-- WRITTEN INSTRUCTION --
Continue the passage below about walking through Ramallah, starting right after its last sentence.

-- SOURCE PASSAGE --
---------------
Jidariyeh is an imaginary of a much-needed revolution for claiming space in Ramallah.
My first day in Ramallah was also my first day as a student at Birzeit University. After classes I went back to Ramallah with a friend I had met earlier that day. When the bus arrived at the city center we got off and started walking. I followed my friend who was walking faster than I was. I wanted to explore, every detail was interesting to me; every person walking, every street and store I saw. “This is alManara!” I said. “Yes”, my friend replied while keeping his head down and increasing his speed. But I wanted to stop and admire this place, “It’s beautiful!” I said to myself. Who knew that after spending one year in Ramallah I would become just like my friend, walking fast by the spots I used to admire. All my passion to explore Ramallah has faded away, Iike a robot, I started using the city’s network of streets and walkways solely to get from one place to the next. What went wrong? How can we make what has become invisible, visible again? And how can we give back to the city that we only seem to consume?
---------------
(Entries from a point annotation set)

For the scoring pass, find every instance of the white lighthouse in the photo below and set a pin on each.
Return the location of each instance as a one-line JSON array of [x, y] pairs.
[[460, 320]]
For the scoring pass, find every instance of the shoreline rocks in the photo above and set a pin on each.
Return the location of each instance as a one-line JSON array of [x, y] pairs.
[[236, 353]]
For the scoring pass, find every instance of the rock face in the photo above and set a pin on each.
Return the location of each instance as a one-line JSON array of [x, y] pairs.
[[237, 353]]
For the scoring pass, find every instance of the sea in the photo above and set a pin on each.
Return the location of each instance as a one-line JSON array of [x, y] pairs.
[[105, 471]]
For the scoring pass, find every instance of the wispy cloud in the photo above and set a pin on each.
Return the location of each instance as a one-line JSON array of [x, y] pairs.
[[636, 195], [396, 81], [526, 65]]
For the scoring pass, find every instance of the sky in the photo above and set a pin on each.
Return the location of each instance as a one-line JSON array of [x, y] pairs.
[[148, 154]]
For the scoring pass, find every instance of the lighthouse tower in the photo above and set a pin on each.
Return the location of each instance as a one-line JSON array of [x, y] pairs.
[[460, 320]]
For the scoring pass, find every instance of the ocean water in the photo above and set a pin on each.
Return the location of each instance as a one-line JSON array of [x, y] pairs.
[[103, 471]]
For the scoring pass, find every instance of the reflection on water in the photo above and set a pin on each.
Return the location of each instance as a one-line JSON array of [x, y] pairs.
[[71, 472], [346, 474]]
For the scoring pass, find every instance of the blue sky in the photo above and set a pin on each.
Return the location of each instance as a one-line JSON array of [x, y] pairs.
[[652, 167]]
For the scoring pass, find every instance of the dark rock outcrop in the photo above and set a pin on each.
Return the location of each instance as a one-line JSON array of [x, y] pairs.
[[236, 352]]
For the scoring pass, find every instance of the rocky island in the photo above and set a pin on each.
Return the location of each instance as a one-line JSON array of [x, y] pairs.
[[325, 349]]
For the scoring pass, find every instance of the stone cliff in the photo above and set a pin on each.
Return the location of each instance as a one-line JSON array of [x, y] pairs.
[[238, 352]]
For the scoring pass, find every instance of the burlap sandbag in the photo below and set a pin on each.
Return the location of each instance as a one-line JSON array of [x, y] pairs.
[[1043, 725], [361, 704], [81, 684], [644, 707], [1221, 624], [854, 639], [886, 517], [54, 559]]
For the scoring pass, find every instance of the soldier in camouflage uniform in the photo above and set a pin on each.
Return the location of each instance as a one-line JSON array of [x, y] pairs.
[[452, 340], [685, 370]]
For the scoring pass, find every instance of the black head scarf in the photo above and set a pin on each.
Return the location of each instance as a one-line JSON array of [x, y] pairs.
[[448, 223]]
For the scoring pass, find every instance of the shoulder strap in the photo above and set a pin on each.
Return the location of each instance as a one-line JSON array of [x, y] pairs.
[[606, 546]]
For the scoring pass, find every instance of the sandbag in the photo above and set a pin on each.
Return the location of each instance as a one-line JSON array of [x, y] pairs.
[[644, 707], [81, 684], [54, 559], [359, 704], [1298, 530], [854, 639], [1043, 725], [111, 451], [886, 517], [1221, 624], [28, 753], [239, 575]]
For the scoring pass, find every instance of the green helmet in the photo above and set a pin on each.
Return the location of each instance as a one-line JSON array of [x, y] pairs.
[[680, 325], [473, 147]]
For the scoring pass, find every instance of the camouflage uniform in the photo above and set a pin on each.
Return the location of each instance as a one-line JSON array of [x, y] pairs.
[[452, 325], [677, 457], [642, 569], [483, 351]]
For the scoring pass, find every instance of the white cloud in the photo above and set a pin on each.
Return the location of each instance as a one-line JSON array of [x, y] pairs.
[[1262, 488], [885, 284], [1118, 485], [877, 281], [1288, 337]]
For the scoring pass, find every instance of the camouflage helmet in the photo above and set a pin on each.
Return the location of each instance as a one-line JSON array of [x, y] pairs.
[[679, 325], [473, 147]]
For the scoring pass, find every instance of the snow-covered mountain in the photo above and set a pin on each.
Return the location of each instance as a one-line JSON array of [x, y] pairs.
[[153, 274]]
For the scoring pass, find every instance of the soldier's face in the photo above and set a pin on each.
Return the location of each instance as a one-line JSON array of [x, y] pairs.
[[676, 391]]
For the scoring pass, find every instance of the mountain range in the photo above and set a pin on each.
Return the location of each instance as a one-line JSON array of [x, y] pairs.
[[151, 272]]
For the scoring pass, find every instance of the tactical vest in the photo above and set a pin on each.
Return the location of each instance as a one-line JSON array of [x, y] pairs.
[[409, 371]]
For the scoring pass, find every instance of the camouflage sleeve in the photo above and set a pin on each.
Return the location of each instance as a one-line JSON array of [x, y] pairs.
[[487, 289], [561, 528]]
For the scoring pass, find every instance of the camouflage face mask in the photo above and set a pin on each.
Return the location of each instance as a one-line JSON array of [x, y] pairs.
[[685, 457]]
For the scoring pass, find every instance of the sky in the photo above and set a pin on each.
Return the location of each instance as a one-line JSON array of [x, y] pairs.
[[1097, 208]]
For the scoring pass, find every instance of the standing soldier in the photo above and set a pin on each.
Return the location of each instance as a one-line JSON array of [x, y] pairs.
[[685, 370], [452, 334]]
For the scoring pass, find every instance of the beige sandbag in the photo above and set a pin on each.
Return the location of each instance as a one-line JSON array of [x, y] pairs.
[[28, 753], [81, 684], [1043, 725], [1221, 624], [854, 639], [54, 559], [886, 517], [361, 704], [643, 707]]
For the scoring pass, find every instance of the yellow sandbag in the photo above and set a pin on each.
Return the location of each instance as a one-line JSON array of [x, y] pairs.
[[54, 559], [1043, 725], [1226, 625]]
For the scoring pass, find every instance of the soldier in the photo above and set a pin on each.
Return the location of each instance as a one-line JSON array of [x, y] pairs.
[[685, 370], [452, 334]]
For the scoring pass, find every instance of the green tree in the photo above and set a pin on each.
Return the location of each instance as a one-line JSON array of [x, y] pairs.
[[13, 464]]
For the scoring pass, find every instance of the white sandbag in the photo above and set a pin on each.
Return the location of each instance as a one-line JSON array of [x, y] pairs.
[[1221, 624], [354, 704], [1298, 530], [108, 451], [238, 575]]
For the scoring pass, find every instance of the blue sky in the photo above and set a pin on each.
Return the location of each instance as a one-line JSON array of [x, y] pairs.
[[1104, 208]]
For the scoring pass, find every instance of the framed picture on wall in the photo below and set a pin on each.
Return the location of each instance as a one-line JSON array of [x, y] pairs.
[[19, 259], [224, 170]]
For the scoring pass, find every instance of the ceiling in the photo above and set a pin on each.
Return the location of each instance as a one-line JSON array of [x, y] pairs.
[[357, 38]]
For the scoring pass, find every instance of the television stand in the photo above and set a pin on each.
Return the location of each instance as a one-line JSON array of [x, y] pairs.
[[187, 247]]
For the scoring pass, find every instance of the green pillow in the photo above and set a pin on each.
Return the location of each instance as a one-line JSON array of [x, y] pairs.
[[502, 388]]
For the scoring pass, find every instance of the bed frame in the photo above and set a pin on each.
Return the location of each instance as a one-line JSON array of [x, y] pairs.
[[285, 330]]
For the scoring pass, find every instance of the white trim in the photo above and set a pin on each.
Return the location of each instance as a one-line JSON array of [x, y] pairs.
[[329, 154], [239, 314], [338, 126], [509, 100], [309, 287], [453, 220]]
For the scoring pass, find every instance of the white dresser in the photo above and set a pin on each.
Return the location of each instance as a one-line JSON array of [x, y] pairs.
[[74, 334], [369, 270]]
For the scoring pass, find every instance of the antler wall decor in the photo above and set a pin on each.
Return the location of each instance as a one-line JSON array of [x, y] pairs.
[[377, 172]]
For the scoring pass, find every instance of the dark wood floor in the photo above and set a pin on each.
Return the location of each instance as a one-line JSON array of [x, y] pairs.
---------------
-- EXERCISE RESULT --
In Ramallah, you cannot resist but see the intense dynamics of people heading in different directions especially around transportation nodes, not slowed down by the altering features or smells of the city. For me, transportation nodes are areas designated for parking of public transportation vehicles, embarking and disembarking of commuters, and the city spaces tangent to these. Such nodes and networks are normally designed to respond to the needs of inhabitants, allowing smooth transition and social interation. But in the case of Ramallah, street networks are more limiting and dictating rather than responsive to the flows of inhabitants, lacking proper infrastructures and connections.
Over the past century Ramallah went through various transformations. Today it is an urban center with neoliberal/-colonial modes of development. The exponential pace of growth of Ramallah since the mid-1990s and the shrunken political space and resources of municipalities, combined these have created a reality where commuting networks follow consumption-bound, privatization and securitization principles. They grant little space for people to experience the city without having to consume something. I aspire to change this reality as well as the forms of the commuting nodes and networks, to reclaim the city for non-consumption purposes and to make connections between our lived spaces and us.
Jidariyeh (mural) = Puncture
Over the following paragraphs I imagine creating small Jidariyat (murals) as punctures along paths that can become public pedestrian spaces, as a way to create new connections in the city and to claim places for alternative functions (see Diagram 1). By doing so, I want to decentralize the city, reshape and expand the transportation network, and bring into attention new/old spaces to encourage people to claim and re-shape them to their needs and desires.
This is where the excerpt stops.